▸ **Action item**:
Every record must come back unchanged, apart from the pictures, which are dropped.

[Saved entries]
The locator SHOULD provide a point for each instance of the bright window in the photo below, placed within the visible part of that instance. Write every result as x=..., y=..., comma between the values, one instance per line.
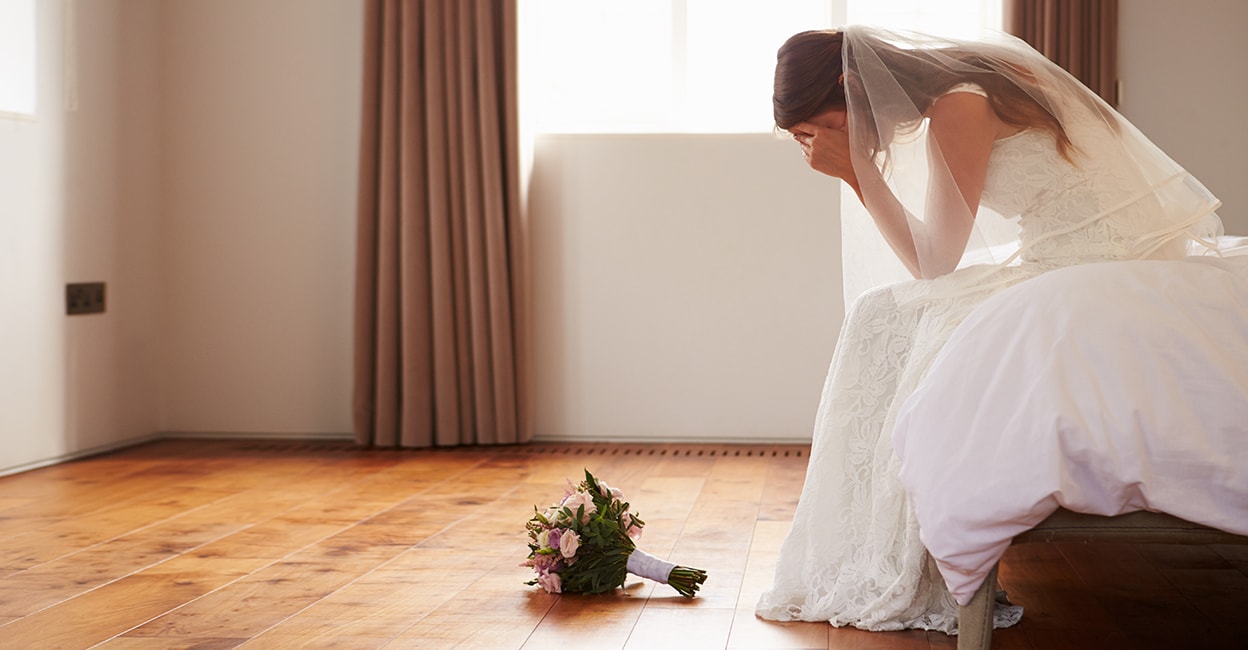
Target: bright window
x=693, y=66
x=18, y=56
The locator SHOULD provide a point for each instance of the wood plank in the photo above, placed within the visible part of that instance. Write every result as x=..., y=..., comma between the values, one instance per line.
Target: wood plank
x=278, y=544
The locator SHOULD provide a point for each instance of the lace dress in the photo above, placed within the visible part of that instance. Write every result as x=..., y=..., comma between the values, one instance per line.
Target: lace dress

▸ **Problem solution**:
The locator SHOULD provide a point for each instance of the bright window in the photo below, placed within the visible part of that instance. Write every result as x=..., y=..., comma between the values, one instance per line.
Target: bright window
x=693, y=66
x=18, y=56
The locator SHOULD provide a point for each instance of the wood plank in the photo above, placed within the visible part of that instance. Write every result as x=..., y=..., comma between the values, one instance per line.
Target: wood plank
x=278, y=544
The locator SHOULD provide a point for each instance of the lace dress in the photo above, placed within the visible part of that instance. Write every result as x=..., y=..., comma between the values, one instance per line.
Target: lace dress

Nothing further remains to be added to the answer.